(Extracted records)
-=-=-=-=-
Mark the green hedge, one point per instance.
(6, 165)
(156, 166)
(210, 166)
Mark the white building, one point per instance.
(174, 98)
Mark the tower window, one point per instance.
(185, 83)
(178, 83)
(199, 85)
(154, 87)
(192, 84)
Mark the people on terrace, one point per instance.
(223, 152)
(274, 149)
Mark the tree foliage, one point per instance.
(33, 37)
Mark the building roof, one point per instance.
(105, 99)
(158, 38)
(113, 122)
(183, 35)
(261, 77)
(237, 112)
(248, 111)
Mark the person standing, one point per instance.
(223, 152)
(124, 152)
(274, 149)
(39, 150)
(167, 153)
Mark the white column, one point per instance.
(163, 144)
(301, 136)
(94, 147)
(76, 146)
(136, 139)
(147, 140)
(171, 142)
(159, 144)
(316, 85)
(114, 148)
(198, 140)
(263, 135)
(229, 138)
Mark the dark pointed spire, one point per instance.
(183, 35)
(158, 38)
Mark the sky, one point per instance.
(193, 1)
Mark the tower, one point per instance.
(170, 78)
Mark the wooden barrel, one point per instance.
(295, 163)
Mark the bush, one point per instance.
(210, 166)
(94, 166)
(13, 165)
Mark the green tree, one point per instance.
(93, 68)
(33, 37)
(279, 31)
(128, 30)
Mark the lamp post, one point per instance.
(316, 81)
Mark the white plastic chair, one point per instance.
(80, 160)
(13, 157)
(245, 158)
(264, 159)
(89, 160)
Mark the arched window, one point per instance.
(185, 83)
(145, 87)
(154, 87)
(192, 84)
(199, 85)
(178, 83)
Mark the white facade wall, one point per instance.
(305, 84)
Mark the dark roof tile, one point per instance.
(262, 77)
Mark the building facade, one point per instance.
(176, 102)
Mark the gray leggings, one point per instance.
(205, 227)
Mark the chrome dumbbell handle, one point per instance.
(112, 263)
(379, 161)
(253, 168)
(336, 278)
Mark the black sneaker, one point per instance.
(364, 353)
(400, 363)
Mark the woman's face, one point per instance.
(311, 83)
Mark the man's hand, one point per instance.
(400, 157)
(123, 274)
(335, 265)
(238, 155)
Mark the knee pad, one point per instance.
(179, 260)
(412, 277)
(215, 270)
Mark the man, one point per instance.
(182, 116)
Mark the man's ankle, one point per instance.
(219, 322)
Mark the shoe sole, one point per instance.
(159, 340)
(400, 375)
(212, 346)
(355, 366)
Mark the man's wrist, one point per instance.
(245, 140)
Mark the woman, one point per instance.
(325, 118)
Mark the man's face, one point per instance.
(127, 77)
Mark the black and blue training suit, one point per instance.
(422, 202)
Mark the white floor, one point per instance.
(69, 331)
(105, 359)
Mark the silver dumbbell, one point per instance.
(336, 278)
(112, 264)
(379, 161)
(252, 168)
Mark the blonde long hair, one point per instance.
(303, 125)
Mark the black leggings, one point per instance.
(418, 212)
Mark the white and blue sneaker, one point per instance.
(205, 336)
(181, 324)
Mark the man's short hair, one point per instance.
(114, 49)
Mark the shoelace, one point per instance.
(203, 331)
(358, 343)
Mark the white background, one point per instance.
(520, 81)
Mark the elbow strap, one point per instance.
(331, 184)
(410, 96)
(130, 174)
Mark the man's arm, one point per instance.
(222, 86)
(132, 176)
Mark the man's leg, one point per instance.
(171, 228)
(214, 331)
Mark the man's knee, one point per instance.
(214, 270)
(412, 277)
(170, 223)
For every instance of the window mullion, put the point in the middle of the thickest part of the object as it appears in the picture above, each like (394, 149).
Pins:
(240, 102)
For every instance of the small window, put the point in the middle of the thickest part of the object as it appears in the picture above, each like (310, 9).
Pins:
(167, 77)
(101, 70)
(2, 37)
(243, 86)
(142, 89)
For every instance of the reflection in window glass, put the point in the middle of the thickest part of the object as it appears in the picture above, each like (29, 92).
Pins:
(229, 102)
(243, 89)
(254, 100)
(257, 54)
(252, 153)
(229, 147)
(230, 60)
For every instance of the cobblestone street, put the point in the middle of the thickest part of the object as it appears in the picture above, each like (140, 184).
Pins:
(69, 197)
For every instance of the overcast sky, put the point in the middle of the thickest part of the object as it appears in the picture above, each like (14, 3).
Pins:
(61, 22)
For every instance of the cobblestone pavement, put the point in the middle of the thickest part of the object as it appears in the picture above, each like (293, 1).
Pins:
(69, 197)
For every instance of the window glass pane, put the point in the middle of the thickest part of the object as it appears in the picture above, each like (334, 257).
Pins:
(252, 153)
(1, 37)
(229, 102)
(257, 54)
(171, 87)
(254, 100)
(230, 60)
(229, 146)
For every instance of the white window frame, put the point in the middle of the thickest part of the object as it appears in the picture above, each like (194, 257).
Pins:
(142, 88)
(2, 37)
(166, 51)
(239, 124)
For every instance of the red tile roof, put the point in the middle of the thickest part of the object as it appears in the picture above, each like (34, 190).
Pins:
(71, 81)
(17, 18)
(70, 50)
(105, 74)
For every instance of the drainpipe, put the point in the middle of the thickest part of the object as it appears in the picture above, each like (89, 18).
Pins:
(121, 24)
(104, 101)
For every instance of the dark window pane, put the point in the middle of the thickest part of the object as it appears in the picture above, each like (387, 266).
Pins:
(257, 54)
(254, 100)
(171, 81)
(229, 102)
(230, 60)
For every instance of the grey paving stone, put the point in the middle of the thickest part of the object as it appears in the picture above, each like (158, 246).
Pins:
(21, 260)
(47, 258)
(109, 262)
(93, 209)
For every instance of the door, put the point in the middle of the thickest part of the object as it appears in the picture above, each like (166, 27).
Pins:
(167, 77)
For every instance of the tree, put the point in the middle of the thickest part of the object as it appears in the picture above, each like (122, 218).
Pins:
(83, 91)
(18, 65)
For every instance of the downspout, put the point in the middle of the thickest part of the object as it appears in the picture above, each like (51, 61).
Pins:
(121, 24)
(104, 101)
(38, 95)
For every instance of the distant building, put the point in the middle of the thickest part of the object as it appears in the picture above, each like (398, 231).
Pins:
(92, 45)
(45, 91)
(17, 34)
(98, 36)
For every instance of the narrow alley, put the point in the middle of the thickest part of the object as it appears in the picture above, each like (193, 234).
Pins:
-=-=-=-=-
-- WHAT IS BEING ASKED --
All lines from the one containing "For every instance of the dark" through the end of the data, and no others, are to be given again word for word.

-- RESPONSE TO THE TASK --
For every instance of the dark window pane, put the point in the middle of the thickest part of the object as it appears in the picture above, each like (387, 266).
Pins:
(257, 54)
(254, 100)
(171, 81)
(229, 102)
(230, 60)
For every instance of the grey paving stone, put the point in the middle of the thickest part of the object as it appears in the picture above, each like (158, 246).
Pins:
(21, 260)
(47, 258)
(109, 262)
(93, 209)
For every instance of the door, put the point in the middle of the thickest part of the object as it appears in the picture above, each like (166, 27).
Pins:
(167, 77)
For every instance of the tree, put the point in the middle of the thickest part of the object as it appears in the picture above, each like (122, 218).
Pins:
(83, 91)
(18, 65)
For every instance of the downspout, put the point in the middle of the thickest part of the object as it appears in the picture above, each like (51, 61).
Pins:
(121, 24)
(104, 101)
(38, 95)
For every instance of the distant building, put the point in the middle of the thickest part of the object as it appears in the picture above, each like (398, 231).
Pins:
(92, 45)
(45, 91)
(17, 34)
(98, 36)
For every instance of the narrow alley, put the point in the middle of the thickest part of the object as it appears in the picture above, each like (193, 234).
Pins:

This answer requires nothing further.